What the task asks
Rewrite the passage on agent-centric interpretability, starting at "LLM-based multi-agent narrative" and ending at "2 May 2026).", with "inspectable" in place of "auditable".

Exercise text
Agent-centric interpretability is implemented in a spectrum of system types, including:

LLM-based multi-agent narrative and XAI systems: Architectures such as those in (He et al., 20 Mar 2026) and (Prasai et al., 5 Nov 2025) employ explicit agent routing, modular tool invocation (e.g., BertViz, TransformerLens, RAG-explainer), and conversational, auditable interfaces.
Mechanistic LLM feature discovery and validation systems: Multi-agent frameworks automate discovery and empirical validation of internal model features, supporting scalable mechanistic interpretability (Marin-Llobet et al., 2 May 2026).
Automated data science pipelines for agents: The agentic-imodels framework evolves new regressor classes that optimize for both agent-interpretable display and predictive performance, directly benefitting downstream agentic work (Singh et al., 5 May 2026).

Extracted records
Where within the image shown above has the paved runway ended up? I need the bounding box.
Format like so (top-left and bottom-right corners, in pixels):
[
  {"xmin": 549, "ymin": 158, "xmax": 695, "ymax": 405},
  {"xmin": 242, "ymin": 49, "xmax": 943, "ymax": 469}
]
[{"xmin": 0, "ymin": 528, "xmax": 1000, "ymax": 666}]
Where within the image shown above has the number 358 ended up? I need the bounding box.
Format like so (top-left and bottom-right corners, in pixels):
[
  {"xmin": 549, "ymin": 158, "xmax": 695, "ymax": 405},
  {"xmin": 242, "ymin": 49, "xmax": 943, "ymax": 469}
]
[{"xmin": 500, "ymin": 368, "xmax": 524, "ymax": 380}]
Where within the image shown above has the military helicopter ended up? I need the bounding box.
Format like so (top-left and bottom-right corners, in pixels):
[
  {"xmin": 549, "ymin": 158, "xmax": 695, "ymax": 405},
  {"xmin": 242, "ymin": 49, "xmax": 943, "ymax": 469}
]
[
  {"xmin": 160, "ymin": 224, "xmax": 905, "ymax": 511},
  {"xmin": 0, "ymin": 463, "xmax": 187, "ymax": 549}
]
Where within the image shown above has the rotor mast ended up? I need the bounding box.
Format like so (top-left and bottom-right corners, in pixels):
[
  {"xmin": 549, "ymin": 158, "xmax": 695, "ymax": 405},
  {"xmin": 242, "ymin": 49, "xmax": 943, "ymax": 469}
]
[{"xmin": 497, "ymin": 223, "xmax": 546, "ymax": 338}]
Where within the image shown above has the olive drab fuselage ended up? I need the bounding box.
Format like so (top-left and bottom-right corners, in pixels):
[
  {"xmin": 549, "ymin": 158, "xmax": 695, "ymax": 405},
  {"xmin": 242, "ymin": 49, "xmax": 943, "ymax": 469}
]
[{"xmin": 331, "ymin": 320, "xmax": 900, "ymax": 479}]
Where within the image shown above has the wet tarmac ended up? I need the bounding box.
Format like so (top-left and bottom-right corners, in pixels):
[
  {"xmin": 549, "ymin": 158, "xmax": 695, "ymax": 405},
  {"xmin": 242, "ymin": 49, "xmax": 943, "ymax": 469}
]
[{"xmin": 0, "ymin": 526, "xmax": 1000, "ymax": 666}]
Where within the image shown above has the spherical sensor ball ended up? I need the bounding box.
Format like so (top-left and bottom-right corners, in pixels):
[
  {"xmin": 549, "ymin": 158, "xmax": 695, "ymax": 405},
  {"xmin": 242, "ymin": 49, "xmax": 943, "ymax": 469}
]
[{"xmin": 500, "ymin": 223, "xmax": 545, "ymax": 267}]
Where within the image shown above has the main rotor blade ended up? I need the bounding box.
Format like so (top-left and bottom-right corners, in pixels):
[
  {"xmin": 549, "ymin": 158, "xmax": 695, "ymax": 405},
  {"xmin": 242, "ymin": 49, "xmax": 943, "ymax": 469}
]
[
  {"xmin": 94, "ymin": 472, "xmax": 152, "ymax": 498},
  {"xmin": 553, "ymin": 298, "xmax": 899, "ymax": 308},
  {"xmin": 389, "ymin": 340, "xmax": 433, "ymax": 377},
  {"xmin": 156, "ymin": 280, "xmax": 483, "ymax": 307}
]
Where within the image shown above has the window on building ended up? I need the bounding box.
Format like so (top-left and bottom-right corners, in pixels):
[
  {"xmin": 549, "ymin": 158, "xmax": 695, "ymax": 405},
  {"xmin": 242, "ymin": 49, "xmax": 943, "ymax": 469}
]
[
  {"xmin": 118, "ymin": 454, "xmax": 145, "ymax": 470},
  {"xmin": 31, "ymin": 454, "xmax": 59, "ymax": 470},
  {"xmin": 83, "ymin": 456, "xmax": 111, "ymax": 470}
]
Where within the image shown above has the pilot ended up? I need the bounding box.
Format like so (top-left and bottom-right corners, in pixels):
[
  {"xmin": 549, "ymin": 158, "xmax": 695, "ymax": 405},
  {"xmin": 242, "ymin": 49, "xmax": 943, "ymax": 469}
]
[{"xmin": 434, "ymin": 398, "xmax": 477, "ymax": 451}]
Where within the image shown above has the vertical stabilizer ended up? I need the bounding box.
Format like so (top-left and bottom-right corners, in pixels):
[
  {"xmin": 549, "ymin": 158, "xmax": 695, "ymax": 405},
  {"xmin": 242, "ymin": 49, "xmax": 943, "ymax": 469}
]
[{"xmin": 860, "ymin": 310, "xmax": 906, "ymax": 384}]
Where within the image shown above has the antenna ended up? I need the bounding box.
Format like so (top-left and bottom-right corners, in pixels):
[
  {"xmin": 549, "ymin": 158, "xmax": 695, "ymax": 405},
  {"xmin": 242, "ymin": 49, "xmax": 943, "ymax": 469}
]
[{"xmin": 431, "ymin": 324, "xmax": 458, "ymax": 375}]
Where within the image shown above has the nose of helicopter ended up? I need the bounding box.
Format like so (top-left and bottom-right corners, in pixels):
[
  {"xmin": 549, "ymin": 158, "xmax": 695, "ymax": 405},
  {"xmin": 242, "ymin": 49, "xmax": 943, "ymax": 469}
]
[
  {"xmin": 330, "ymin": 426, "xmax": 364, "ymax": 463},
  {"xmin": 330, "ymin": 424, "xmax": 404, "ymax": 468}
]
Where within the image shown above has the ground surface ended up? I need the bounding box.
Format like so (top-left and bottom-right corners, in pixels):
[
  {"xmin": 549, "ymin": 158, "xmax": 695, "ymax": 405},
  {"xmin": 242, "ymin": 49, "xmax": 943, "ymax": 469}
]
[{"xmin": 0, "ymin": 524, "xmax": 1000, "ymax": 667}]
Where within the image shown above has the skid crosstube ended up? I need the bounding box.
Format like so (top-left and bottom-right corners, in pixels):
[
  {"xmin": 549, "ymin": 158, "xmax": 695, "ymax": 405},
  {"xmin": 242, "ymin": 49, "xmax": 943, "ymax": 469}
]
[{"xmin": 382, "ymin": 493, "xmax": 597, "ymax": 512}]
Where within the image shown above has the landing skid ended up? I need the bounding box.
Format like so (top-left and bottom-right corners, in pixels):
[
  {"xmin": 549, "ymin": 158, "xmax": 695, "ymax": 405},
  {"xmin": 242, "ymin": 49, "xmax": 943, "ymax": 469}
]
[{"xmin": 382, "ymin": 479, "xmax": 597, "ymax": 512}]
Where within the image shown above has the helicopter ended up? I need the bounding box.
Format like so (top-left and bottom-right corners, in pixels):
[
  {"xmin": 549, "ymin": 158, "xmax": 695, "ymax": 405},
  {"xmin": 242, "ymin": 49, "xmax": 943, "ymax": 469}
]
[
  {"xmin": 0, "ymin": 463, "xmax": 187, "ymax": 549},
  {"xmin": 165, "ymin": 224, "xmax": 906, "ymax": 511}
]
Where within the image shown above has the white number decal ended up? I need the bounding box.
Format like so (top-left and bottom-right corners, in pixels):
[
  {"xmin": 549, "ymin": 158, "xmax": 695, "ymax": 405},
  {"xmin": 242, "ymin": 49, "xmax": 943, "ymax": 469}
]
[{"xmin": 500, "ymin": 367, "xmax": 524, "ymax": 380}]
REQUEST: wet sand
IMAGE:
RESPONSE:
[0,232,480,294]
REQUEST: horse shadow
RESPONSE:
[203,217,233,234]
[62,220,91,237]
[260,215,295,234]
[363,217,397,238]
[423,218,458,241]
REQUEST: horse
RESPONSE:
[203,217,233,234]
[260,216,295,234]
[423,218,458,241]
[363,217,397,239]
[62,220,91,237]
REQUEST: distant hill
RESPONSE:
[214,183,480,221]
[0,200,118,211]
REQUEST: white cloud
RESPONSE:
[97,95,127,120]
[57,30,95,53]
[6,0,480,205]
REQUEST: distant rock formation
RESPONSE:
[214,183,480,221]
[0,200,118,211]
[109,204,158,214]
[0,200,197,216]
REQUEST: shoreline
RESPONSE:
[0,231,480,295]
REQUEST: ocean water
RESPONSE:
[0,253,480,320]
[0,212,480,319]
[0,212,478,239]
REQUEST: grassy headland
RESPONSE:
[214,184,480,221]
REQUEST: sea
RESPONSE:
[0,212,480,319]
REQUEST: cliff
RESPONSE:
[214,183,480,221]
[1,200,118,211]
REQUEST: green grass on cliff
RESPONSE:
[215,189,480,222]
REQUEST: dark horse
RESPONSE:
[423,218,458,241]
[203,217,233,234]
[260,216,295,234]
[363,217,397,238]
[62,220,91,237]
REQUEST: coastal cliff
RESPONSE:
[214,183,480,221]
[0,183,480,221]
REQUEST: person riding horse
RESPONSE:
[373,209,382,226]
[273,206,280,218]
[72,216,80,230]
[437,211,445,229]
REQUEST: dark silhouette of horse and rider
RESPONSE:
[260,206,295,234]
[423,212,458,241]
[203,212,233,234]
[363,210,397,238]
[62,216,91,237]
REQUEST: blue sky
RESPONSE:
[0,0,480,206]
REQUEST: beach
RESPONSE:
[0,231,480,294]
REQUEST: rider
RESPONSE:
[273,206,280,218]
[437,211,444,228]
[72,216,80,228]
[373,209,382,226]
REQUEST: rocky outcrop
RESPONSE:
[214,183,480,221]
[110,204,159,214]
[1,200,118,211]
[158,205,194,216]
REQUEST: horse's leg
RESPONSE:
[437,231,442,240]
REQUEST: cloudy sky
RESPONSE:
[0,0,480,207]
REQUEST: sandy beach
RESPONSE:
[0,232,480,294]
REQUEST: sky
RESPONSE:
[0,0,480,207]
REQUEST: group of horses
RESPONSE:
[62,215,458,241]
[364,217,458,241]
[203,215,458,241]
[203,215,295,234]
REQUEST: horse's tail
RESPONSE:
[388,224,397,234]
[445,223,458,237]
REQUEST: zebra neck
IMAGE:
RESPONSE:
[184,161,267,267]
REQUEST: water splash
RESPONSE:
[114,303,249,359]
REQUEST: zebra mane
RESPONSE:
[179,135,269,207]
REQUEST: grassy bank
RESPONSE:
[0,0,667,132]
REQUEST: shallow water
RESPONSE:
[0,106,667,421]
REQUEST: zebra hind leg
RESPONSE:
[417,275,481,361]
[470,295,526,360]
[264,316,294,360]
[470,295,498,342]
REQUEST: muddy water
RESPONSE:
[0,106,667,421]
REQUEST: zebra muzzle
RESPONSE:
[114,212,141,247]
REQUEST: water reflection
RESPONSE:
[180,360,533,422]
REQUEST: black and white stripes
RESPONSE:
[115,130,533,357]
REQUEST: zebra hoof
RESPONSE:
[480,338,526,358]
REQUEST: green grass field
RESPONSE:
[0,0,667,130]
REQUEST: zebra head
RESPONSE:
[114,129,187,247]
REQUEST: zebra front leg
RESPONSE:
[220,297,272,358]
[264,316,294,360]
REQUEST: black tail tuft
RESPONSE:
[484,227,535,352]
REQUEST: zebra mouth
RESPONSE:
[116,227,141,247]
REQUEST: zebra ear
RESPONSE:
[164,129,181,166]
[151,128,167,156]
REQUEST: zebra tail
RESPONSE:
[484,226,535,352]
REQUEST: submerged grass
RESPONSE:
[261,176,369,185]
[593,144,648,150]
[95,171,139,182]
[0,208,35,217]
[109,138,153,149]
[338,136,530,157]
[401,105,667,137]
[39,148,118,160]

Answer to this problem
LLM-based multi-agent narrative and XAI systems: Architectures such as those in (He et al., 20 Mar 2026) and (Prasai et al., 5 Nov 2025) employ explicit agent routing, modular tool invocation (e.g., BertViz, TransformerLens, RAG-explainer), and conversational, inspectable interfaces.
Mechanistic LLM feature discovery and validation systems: Multi-agent frameworks automate discovery and empirical validation of internal model features, supporting scalable mechanistic interpretability (Marin-Llobet et al., 2 May 2026).